_Texto selecionado_.
.....
Estes dois episódios, como, aliás, também outras passagens das palavras ditas por Nossa Senhora às três crianças, em Fátima, revelam que há "um" Papa ligado ao "segredo". Pensava-se que a visão de Jacinta se referia a Pio XII ou a Paulo VI. Contudo, ao analisar a vida de João Paulo II, o atentado sofrido na Praça de São Pedro, o seu comportamento particular dos anos seguintes, somos levados a concluir que o Papa daquelas visões era João Paulo II.

Em dezembro de 1983, dois anos e meio após o atentado, João Paulo II quis ir à prisão para se encontrar com o homem que tentara matá-lo. Ali Agca perguntou, assombrado, ao Papa: "Por que é que o senhor não morreu? Eu sei que apontei na direção certa. Sei que o projétil era devastador e mortal. Então, por que não morreu? O que é isso que dizem de Fátima?".

O Papa respondeu-lhe. Mas o que ele disse, ninguém sabe. Ali Agca, porém, falando logo a seguir aos jornalistas, afirmou: "O Papa sabe tudo". E mais tarde, durante o processo, pediu que o Vaticano tornasse público o segredo de Fátima, dando a entender que no segredo houvesse elementos que explicavam o atentado.

Regresso a Fátima

A 13 de maio de 1991, João Paulo II regressou a Fátima.
.....
_Objetivo do exercício_. Modifique o trecho do texto de "O Papa respondeu-lhe." a "regressou a Fátima.", trocando "jornalistas" por "repórteres". Os dados não têm relação com o texto.

_Dados de origem_.
.....
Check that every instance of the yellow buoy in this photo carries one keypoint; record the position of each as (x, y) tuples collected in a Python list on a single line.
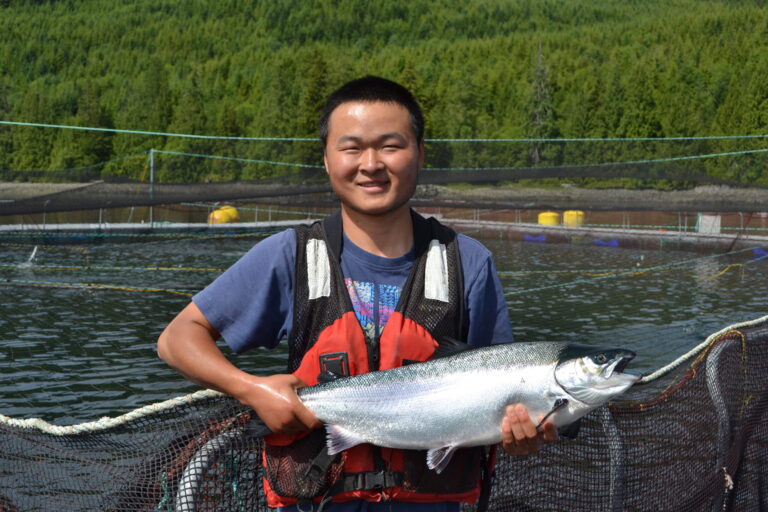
[(573, 218), (223, 215), (549, 218)]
.....
_Problema resolvido_.
O Papa respondeu-lhe. Mas o que ele disse, ninguém sabe. Ali Agca, porém, falando logo a seguir aos repórteres, afirmou: "O Papa sabe tudo". E mais tarde, durante o processo, pediu que o Vaticano tornasse público o segredo de Fátima, dando a entender que no segredo houvesse elementos que explicavam o atentado.

Regresso a Fátima

A 13 de maio de 1991, João Paulo II regressou a Fátima.